● WHAT YOU ARE ASKED TO DO:
Please lay out the records below as a two-column CSV with the header row input_text,answer. Give one row per record, with the record's text in the first field and its answer in the second, each field in double quotes and any line breaks replaced by spaces.

● EXTRACTED ENTRIES:
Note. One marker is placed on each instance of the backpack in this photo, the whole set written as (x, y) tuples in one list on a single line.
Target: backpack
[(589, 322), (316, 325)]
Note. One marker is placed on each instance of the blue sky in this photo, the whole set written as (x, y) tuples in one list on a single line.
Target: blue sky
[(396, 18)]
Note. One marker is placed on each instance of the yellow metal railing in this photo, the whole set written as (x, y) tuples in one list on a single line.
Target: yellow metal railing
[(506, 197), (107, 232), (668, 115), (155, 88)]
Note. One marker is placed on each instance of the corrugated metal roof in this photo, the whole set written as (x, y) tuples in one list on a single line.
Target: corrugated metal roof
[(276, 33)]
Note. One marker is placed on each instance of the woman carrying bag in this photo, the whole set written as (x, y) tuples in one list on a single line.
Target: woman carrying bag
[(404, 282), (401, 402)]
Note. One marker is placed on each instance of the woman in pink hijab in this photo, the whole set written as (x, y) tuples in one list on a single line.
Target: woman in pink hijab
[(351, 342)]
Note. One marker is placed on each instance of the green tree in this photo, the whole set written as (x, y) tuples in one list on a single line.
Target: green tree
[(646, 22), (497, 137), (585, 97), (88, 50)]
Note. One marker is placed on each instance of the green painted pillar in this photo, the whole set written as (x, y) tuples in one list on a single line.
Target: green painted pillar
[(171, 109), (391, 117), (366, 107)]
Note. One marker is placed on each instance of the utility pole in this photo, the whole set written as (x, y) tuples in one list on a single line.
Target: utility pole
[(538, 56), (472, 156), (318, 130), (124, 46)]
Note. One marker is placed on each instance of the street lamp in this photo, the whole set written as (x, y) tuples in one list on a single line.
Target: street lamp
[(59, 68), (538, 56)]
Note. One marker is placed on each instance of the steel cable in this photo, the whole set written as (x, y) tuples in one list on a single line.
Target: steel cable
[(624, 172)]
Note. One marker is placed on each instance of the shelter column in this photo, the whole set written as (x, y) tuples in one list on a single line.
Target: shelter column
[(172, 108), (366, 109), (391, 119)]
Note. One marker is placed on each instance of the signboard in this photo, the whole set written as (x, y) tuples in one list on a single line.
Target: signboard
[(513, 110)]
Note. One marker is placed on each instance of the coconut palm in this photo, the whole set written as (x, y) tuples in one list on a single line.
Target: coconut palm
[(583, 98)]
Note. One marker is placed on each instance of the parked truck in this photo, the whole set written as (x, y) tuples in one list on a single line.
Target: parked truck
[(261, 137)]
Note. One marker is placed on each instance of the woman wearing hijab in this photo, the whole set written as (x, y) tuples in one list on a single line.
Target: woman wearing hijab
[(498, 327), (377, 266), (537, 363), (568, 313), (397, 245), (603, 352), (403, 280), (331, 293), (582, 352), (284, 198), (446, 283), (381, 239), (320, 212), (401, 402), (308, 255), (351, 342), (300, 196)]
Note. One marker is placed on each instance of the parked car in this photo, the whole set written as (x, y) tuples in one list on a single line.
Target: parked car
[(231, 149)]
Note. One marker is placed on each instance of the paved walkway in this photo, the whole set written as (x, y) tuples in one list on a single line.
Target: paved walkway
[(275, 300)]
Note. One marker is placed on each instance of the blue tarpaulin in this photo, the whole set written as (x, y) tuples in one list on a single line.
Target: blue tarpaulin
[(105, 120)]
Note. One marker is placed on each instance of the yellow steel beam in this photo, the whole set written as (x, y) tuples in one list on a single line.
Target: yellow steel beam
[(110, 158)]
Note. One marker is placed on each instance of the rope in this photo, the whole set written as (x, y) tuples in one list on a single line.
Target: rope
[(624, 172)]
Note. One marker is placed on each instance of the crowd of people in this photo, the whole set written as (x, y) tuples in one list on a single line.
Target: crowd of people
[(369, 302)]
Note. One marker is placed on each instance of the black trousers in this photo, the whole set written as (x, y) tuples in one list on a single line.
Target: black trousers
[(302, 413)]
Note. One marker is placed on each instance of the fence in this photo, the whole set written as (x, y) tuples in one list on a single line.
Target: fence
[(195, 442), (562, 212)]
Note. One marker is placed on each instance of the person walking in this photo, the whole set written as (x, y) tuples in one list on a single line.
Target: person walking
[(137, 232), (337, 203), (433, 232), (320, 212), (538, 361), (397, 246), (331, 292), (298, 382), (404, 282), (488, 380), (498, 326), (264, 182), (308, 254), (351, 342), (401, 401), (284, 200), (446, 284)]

● TASK RESPONSE:
input_text,answer
"Note. One marker is placed on each instance of the backpack in this photo, the whole set written as (x, y) tuples in one list on a single line. Target: backpack","[(589, 322), (316, 325)]"
"Note. One marker is placed on each instance of the blue sky in this photo, the whole set written as (x, y) tuples in one list on a single line. Target: blue sky","[(396, 18)]"
"Note. One marker is placed on each instance of the yellow metal railing in this photo, the whole set written as (x, y) tuples in one list on a single line. Target: yellow metal railing","[(506, 197), (107, 232), (668, 115), (155, 88)]"
"Note. One marker is placed on each instance of the corrugated metal roof in this photo, the whole set written as (x, y) tuples in one list on a single line. Target: corrugated metal roof","[(276, 33)]"
"Note. One marker is placed on each instance of the woman carrying bag in this photo, the whole set written as (x, y) tuples in one list on a single line. Target: woman carrying bag","[(404, 282), (401, 402)]"
"Note. One marker is placed on each instance of the woman in pink hijab in this photo, the whole set written as (x, y) tuples in one list on a single line. Target: woman in pink hijab","[(351, 342)]"
"Note. One marker is placed on each instance of the green tree in this photo, the whole set written as (x, y) tuples in one list on a single line. Target: green tree","[(646, 22), (497, 137), (585, 97), (88, 50)]"
"Note. One marker is placed on each instance of the green painted pillar in this photo, the whole set written as (x, y) tuples in one list on a single line. Target: green painted pillar","[(171, 109), (391, 117), (366, 107)]"
"Note. One marker is placed on each instance of the utility pole in this photo, the whole set written as (x, y) tuples in one list on a single line. Target: utility pole","[(538, 56), (472, 156), (318, 130), (124, 46)]"
"Note. One marker is placed on each instance of the street lamp in this photo, the whole set written as (x, y) tuples in one list on a single line. Target: street lamp","[(59, 68), (538, 56)]"
"Note. One marker is placed on each instance of the steel cable in this photo, the whole set written as (x, y) tuples in one list on a single line. Target: steel cable","[(624, 172)]"
"Note. One marker is placed on each instance of the shelter column in this photo, the whole set written as (x, y) tuples in one list on a single line. Target: shelter column","[(172, 108), (366, 109), (391, 119)]"
"Note. One marker is placed on each instance of the signboard in this photo, the whole set written as (x, y) tuples in one list on a single line. Target: signboard","[(513, 110)]"
"Note. One marker is placed on each instance of the coconut palm in this photo, the whole set written as (x, y) tuples in one list on a single line. Target: coconut palm","[(583, 98)]"
"Note. One marker is placed on each instance of the parked truck in this photo, the whole set written as (x, y) tuples in one list on a single line. Target: parked truck","[(261, 137)]"
"Note. One marker is placed on each instance of the woman wearing hijab in this photo, the whole set written as (x, y) tuples in one list on a single line. Target: woman wearing hijab","[(498, 327), (377, 266), (537, 363), (568, 313), (397, 245), (603, 352), (403, 280), (331, 293), (582, 352), (284, 198), (446, 283), (381, 239), (320, 212), (401, 402), (308, 255), (351, 342), (300, 196)]"
"Note. One marker is placed on each instance of the parked car in this photo, the whole set written as (x, y) tuples in one list on a single line. Target: parked car","[(231, 149)]"
"Note. One marker is placed on each instance of the paved walkway in this photo, the whole set written as (x, y) tuples in one list on a single line. Target: paved walkway","[(275, 300)]"
"Note. One marker is placed on each instance of the blue tarpaulin in this photo, the whole set written as (x, y) tuples in one list on a single line. Target: blue tarpaulin","[(105, 120)]"
"Note. One marker is placed on each instance of the yellow steel beam in this photo, the whole set written as (x, y) tuples in one list on a single line. Target: yellow steel beam","[(110, 158)]"
"Note. One marker is placed on each instance of the rope in this photo, the whole set written as (x, y) tuples in one list on a single line. Target: rope","[(624, 172)]"
"Note. One marker is placed on each instance of the crowd of people in this photo, the whole set written as (x, y) tuples in one list on a single line. Target: crowd of people","[(369, 302)]"
"Note. One marker is placed on each instance of the black trousers in this photo, the whole set written as (x, y) tuples in one list on a single line. Target: black trousers","[(302, 413)]"
"Note. One marker is placed on each instance of the fence in this photo, the whole set written as (x, y) tuples in one list on a single line. Target: fence","[(195, 442), (562, 212)]"
"Note. One marker is placed on each instance of the person walking in this photo, the whole set written as (x, y) tuples in one list on a single line. Target: person walking","[(137, 232), (337, 203), (433, 232), (320, 212), (538, 361), (397, 246), (331, 292), (298, 382), (404, 282), (488, 380), (498, 326), (264, 182), (308, 254), (351, 342), (401, 401), (284, 200), (446, 284)]"